[begin DATASET CONTENT]
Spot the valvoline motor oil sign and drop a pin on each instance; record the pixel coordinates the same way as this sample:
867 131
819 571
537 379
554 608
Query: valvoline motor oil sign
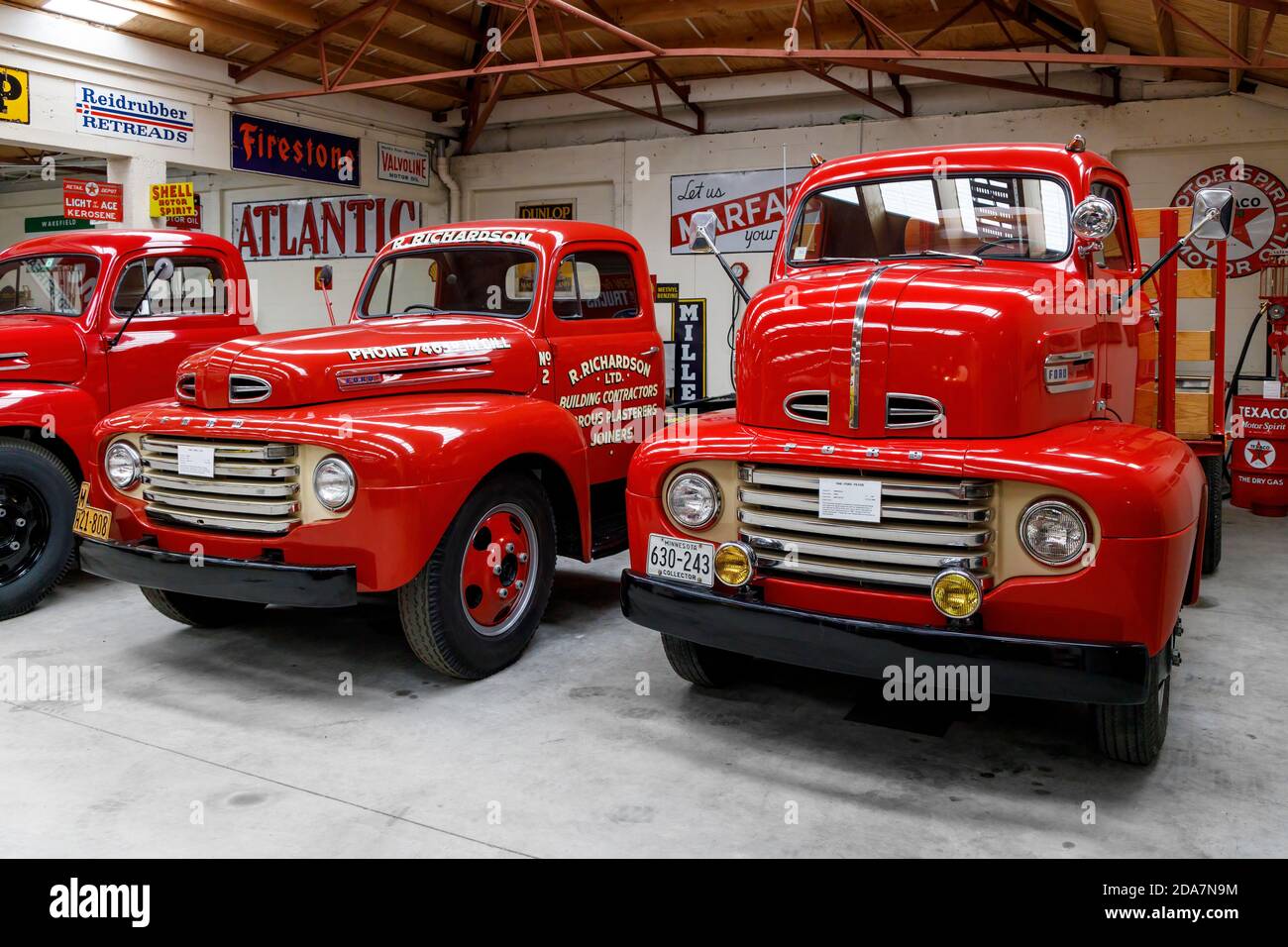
137 116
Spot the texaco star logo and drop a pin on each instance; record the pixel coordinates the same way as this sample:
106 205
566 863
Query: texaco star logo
1260 218
1258 454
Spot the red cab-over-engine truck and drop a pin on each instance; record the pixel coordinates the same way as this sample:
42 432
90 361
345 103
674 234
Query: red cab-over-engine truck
931 455
472 421
91 321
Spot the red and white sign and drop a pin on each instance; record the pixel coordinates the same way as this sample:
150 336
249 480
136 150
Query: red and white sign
93 200
403 165
320 228
1260 218
748 205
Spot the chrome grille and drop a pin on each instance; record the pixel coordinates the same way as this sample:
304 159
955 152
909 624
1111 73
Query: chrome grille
927 523
246 389
256 487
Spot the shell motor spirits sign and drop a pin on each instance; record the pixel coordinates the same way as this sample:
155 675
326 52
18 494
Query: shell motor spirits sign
1260 218
91 200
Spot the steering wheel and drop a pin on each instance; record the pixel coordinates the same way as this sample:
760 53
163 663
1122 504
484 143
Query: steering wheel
1000 241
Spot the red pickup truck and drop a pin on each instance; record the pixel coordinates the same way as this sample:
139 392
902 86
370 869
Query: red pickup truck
91 321
475 419
928 462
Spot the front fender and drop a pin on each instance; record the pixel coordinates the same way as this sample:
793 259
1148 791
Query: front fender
64 411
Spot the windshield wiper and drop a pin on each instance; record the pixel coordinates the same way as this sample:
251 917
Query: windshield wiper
973 258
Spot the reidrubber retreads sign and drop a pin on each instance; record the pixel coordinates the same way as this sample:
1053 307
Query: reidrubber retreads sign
134 116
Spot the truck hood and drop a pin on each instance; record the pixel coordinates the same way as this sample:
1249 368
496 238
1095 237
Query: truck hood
365 359
935 351
40 348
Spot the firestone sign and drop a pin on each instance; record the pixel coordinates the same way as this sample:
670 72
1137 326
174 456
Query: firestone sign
133 116
320 228
1260 218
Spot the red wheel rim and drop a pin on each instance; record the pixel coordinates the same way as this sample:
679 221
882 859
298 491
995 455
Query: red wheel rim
497 569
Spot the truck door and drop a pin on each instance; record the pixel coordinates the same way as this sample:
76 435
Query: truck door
606 352
1113 266
181 316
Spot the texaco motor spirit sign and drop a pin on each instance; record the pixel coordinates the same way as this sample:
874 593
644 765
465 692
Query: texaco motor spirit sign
1260 218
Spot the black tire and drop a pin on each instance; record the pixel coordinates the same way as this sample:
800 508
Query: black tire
1212 470
1134 733
200 611
38 491
702 665
437 621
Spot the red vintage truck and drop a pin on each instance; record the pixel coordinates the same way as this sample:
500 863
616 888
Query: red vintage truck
91 321
473 420
928 460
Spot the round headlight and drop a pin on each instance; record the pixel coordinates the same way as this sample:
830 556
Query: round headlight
956 592
123 466
334 483
694 500
733 565
1052 532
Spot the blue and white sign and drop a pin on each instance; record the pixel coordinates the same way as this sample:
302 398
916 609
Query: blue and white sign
136 116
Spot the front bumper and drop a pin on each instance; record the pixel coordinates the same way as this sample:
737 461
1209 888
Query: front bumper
309 586
1018 667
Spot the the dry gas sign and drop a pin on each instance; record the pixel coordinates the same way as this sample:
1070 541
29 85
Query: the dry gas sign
1260 218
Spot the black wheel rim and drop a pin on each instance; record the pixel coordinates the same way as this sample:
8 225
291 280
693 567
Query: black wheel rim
24 528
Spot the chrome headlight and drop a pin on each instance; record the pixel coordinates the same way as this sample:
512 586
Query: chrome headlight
1054 532
694 500
334 483
123 464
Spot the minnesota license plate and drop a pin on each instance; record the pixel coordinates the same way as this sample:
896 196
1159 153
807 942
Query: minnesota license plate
687 561
90 521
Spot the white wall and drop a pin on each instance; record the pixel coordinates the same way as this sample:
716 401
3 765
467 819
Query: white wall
1158 145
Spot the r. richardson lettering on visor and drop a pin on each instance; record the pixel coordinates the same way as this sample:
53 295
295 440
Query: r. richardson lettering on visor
463 236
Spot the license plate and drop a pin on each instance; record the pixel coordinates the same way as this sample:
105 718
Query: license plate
196 460
90 521
687 561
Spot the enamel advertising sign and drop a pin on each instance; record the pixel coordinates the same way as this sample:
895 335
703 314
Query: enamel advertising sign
402 165
1260 228
320 228
292 151
750 206
134 116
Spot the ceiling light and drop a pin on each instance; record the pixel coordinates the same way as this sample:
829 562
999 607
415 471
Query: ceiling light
90 9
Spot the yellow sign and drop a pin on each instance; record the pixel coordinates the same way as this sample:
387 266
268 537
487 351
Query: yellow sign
175 198
14 95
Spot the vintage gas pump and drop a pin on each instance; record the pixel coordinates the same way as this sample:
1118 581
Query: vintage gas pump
1258 466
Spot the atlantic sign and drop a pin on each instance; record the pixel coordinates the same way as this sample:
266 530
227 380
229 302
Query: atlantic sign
134 116
292 151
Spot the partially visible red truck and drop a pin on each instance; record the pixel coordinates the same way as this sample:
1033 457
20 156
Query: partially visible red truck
473 420
91 321
927 462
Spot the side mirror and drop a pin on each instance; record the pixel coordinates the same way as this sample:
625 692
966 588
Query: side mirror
702 237
1214 214
162 269
1094 218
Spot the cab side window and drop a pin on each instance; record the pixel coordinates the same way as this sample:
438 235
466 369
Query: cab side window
196 289
596 285
1117 247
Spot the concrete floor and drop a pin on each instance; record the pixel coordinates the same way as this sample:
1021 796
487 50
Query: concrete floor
249 723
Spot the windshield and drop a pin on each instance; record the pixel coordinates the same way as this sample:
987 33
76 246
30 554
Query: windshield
52 285
990 215
484 281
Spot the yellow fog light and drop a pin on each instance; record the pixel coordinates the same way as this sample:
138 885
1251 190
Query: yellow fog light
733 565
956 592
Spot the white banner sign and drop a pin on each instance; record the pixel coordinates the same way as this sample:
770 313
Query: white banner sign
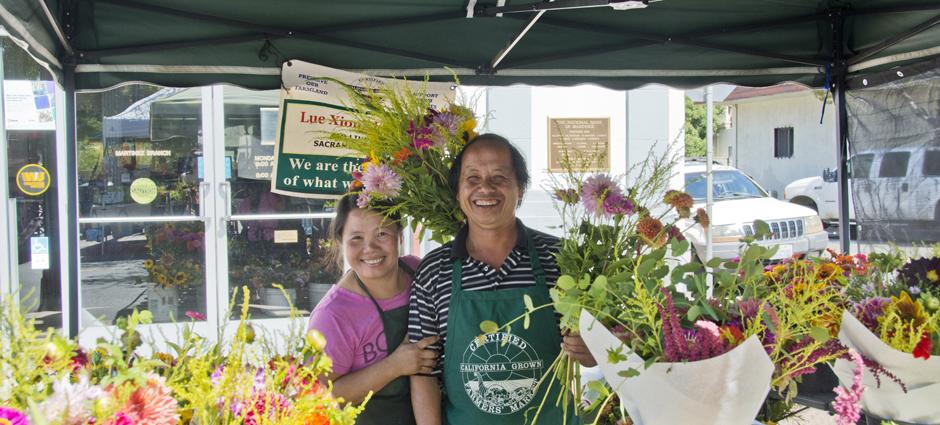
313 105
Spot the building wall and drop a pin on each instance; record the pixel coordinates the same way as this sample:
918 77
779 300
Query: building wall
752 138
640 121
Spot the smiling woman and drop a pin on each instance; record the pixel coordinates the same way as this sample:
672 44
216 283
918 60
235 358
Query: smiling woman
364 317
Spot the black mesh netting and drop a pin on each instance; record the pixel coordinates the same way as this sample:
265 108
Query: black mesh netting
894 146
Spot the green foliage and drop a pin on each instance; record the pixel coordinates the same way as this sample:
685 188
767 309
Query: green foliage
695 127
383 118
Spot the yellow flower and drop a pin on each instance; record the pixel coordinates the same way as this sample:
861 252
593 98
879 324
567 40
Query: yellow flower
469 125
181 277
932 276
828 271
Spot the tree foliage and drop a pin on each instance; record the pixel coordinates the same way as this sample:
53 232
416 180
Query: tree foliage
695 127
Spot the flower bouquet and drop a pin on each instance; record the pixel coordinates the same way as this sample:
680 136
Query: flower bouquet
409 148
894 321
652 325
48 379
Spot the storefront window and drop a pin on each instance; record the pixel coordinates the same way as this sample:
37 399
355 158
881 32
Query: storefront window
29 106
288 244
142 239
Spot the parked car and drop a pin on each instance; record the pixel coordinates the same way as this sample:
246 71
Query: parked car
738 202
888 185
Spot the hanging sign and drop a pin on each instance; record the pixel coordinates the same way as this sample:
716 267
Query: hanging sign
29 105
33 179
313 105
39 252
143 190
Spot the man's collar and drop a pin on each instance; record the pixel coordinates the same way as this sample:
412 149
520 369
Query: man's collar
459 248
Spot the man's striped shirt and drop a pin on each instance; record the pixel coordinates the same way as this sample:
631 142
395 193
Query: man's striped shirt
431 289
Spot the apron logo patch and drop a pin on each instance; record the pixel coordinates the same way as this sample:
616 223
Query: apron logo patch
500 372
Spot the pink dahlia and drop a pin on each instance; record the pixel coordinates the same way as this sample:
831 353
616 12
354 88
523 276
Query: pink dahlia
382 180
595 191
617 204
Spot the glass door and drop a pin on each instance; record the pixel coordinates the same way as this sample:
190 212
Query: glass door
269 240
145 214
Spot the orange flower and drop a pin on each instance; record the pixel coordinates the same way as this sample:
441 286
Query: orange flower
681 201
402 155
701 217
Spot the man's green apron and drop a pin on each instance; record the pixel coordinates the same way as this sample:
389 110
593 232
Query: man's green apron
494 379
392 403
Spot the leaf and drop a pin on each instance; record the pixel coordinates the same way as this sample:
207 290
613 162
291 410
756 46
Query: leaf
819 334
566 282
761 229
679 247
629 373
489 327
598 387
615 356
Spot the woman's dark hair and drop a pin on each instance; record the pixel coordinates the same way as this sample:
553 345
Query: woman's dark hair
344 206
518 163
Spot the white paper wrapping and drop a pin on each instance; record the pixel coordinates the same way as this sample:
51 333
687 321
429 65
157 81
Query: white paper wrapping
724 390
921 403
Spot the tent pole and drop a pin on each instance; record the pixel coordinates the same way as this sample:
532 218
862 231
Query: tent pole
71 230
839 70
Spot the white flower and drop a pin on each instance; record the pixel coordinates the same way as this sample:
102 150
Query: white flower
70 404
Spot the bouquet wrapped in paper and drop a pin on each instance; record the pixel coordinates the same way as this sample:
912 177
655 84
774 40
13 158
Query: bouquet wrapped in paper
46 378
727 389
893 323
615 266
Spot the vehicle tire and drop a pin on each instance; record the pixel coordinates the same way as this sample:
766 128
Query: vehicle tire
806 202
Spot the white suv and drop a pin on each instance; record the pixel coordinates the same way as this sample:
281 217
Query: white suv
738 203
901 184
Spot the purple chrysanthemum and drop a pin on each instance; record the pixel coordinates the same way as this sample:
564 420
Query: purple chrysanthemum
595 191
870 310
382 180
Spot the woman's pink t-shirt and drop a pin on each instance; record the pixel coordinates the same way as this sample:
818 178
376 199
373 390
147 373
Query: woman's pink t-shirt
355 337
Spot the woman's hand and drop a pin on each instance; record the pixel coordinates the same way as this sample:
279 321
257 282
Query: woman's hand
576 349
410 359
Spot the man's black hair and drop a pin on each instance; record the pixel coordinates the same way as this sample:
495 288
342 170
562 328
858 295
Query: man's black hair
518 163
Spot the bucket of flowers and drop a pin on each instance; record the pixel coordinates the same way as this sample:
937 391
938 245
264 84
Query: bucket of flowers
894 320
175 257
46 378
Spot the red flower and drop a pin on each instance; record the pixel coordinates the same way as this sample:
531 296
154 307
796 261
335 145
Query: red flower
922 350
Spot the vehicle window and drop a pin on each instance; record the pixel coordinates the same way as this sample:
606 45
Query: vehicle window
861 166
726 184
894 164
932 163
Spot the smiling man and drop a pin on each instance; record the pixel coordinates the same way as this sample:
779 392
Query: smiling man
483 274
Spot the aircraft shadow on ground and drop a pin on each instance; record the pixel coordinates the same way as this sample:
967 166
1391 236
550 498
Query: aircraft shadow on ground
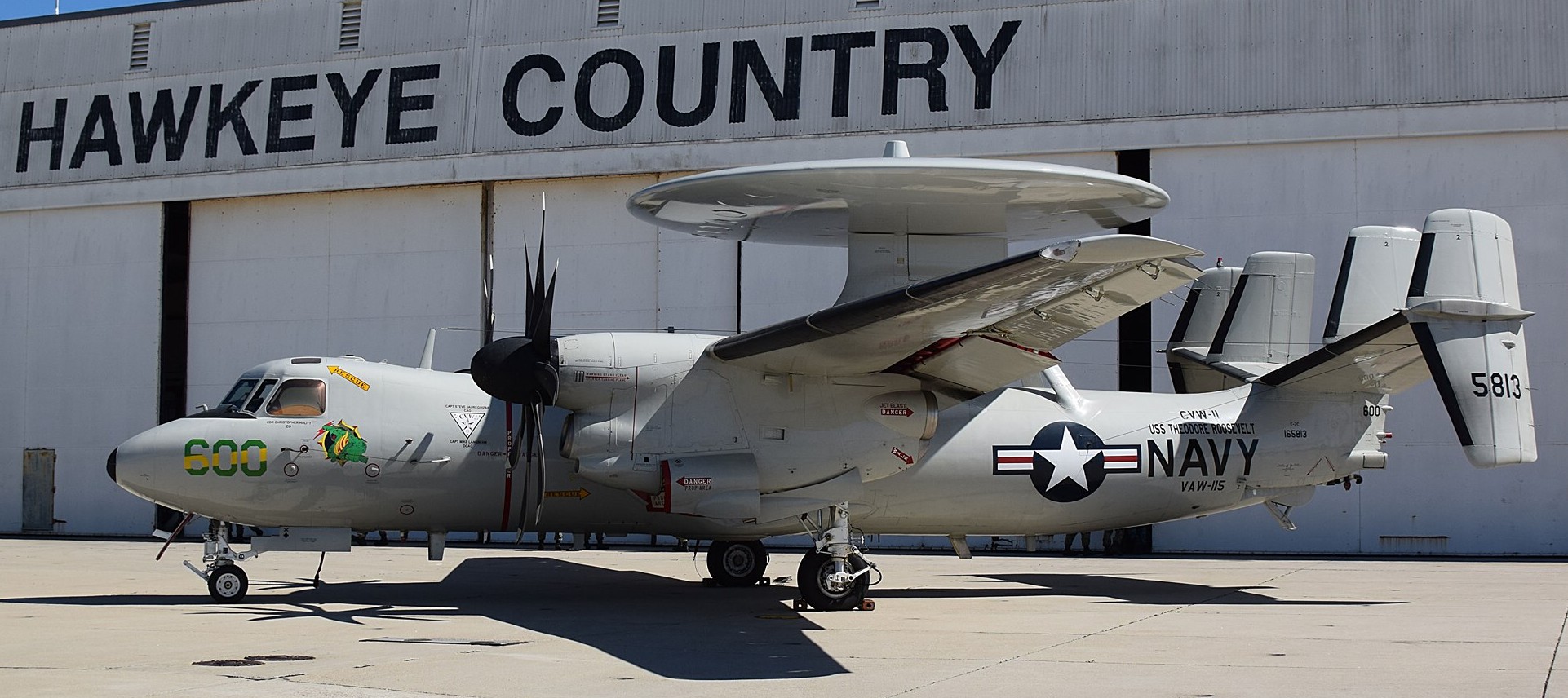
1125 590
671 628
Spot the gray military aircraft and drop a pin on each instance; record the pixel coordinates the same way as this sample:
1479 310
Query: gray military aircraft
924 402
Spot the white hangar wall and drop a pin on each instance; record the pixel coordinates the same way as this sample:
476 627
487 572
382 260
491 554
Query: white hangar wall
79 307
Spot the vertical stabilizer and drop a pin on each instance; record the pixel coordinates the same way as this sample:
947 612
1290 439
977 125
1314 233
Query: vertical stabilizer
[end DATASET CONTENT]
- _EXERCISE GOAL_
Render the lines of the items from the one containing "Spot the smiling man" through the end of the items, inclusive, as a Markdown table with the columns "No." (row number) and "Line". Leave out blank lines and the pictures.

- _COMPLETED EXERCISE_
| No. | Line |
|---|---|
| 1 | Spot the smiling man and drop a pin on each instance; record the pixel coordinates the same way as this sample: |
| 2 | 779 392 |
| 3 | Query: smiling man |
| 4 | 483 274 |
| 5 | Spot the aircraft shadow on ground and drop a pin on each instance; record the pixel coordinates the same way as this sample: |
| 6 | 967 166 |
| 7 | 1391 236 |
| 8 | 550 498 |
| 9 | Query: aircraft shadow on ground |
| 10 | 1125 590 |
| 11 | 671 628 |
| 12 | Spot the gray military aircraft and drop a pin on each instance; record the pixel coordinates the same way as this sample: |
| 13 | 1479 310 |
| 14 | Query: gray military aircraft |
| 15 | 924 402 |
| 16 | Spot the white hangar wall and drop a pin on each instance; record the pixel coordinates the same way as this sample: |
| 17 | 476 627 |
| 18 | 487 572 |
| 19 | 382 260 |
| 20 | 491 554 |
| 21 | Query: white hangar wall |
| 22 | 79 307 |
| 23 | Spot the vertical stabilizer and drop a pin on each instance; record the pixel coordinates the same way as this sample: |
| 24 | 947 612 |
| 25 | 1290 439 |
| 26 | 977 125 |
| 27 | 1314 233 |
| 28 | Query: vertical stabilizer |